* **Exercise**:
From the first record to the last, write out each one exactly.

* **Data for this exercise**:
________________

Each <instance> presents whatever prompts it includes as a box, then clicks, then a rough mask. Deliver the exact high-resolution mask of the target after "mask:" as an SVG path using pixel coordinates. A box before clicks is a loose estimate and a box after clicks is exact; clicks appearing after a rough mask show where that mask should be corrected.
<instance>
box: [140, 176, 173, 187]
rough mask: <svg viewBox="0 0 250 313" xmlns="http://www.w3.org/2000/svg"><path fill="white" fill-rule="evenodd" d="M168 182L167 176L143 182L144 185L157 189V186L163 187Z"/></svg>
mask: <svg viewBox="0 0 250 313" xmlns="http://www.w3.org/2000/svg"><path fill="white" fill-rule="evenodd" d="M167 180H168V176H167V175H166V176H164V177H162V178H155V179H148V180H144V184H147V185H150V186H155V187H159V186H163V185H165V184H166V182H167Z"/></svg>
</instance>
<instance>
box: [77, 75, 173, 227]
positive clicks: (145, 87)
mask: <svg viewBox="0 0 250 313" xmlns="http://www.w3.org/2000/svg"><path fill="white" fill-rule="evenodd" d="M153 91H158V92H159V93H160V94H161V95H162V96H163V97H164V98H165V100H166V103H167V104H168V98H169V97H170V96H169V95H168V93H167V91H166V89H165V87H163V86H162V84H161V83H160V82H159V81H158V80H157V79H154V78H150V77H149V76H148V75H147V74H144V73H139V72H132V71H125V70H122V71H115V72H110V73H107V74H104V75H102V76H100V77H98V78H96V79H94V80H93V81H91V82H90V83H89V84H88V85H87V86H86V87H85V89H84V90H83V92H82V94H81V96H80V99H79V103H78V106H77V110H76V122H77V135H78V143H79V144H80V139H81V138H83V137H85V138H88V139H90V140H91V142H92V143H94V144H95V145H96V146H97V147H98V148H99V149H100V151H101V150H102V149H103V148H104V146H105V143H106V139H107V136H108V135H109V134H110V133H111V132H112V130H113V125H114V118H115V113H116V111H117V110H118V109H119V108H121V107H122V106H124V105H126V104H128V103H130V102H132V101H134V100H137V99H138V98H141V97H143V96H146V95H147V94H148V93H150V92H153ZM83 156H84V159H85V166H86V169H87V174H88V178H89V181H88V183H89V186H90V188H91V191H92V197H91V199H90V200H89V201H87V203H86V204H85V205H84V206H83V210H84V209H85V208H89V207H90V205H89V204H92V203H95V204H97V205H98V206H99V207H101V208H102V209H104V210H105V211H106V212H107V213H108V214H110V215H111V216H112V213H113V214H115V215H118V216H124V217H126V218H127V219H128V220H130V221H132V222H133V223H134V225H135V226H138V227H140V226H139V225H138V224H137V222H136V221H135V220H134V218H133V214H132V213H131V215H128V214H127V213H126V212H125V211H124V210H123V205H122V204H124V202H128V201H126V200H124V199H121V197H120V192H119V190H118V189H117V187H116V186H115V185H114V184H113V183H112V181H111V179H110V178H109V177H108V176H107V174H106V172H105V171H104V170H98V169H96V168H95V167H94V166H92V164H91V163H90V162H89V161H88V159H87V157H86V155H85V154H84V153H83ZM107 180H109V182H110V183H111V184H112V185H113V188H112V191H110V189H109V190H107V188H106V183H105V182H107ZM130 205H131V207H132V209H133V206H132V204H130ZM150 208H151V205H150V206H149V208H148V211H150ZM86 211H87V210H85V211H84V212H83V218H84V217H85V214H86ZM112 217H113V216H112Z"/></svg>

________________

* **Solution**:
Each <instance> presents whatever prompts it includes as a box, then clicks, then a rough mask. Deliver the exact high-resolution mask of the target after "mask:" as an SVG path using pixel coordinates. A box before clicks is a loose estimate and a box after clicks is exact; clicks appearing after a rough mask show where that mask should be corrected.
<instance>
box: [140, 176, 173, 187]
rough mask: <svg viewBox="0 0 250 313" xmlns="http://www.w3.org/2000/svg"><path fill="white" fill-rule="evenodd" d="M168 182L167 176L143 182L144 185L157 189V186L163 187Z"/></svg>
mask: <svg viewBox="0 0 250 313" xmlns="http://www.w3.org/2000/svg"><path fill="white" fill-rule="evenodd" d="M167 180H168V176H167V175H166V176H164V177H162V178H155V179H148V180H144V184H147V185H150V186H155V187H159V186H163V185H165V184H166V182H167Z"/></svg>
</instance>
<instance>
box: [77, 75, 173, 227]
positive clicks: (145, 87)
mask: <svg viewBox="0 0 250 313" xmlns="http://www.w3.org/2000/svg"><path fill="white" fill-rule="evenodd" d="M153 91H158V92H159V93H160V94H161V95H162V96H163V97H164V98H165V100H166V103H167V104H168V98H169V97H170V96H169V95H168V93H167V91H166V89H165V87H163V86H162V84H161V83H160V82H159V81H158V80H157V79H154V78H150V77H149V76H148V75H147V74H144V73H139V72H132V71H125V70H122V71H115V72H110V73H107V74H104V75H102V76H100V77H98V78H96V79H94V80H93V81H91V82H90V83H89V84H88V85H87V86H86V87H85V89H84V90H83V92H82V94H81V96H80V99H79V103H78V106H77V110H76V122H77V135H78V143H79V144H80V139H81V138H83V137H85V138H88V139H90V140H91V142H92V143H94V144H95V145H96V146H97V147H98V148H99V149H100V151H101V150H102V149H103V148H104V146H105V143H106V139H107V136H108V135H109V134H110V133H111V132H112V130H113V125H114V118H115V113H116V111H117V110H118V109H119V108H121V107H122V106H124V105H126V104H128V103H130V102H132V101H134V100H137V99H138V98H141V97H143V96H146V95H147V94H148V93H150V92H153ZM83 156H84V159H85V166H86V169H87V174H88V178H89V181H88V183H89V186H90V188H91V191H92V197H91V199H90V200H89V201H87V203H86V204H85V205H84V206H83V210H84V209H85V208H89V207H90V205H89V204H92V203H95V204H97V205H98V206H99V207H101V208H102V209H104V210H105V211H106V212H107V213H108V214H110V215H111V216H112V213H113V214H115V215H118V216H124V217H126V218H127V219H128V220H130V221H132V222H133V223H134V225H135V226H138V227H140V226H139V225H138V224H137V222H136V221H135V220H134V218H133V214H132V213H131V215H128V214H127V213H126V212H125V211H124V210H123V205H122V204H124V202H128V201H126V200H124V199H121V197H120V192H119V190H118V189H117V187H116V186H115V185H114V184H113V183H112V181H111V179H110V178H109V177H108V176H107V174H106V172H105V171H104V170H98V169H96V168H95V167H94V166H92V164H91V163H90V162H89V161H88V159H87V157H86V155H85V154H84V153H83ZM107 180H109V182H110V183H111V184H112V185H113V188H112V191H110V189H109V190H107V188H106V183H105V182H107ZM130 205H131V207H132V209H133V206H132V204H130ZM150 208H151V205H150V206H149V208H148V211H150ZM86 211H87V210H85V211H84V212H83V218H84V217H85V214H86ZM112 217H113V216H112Z"/></svg>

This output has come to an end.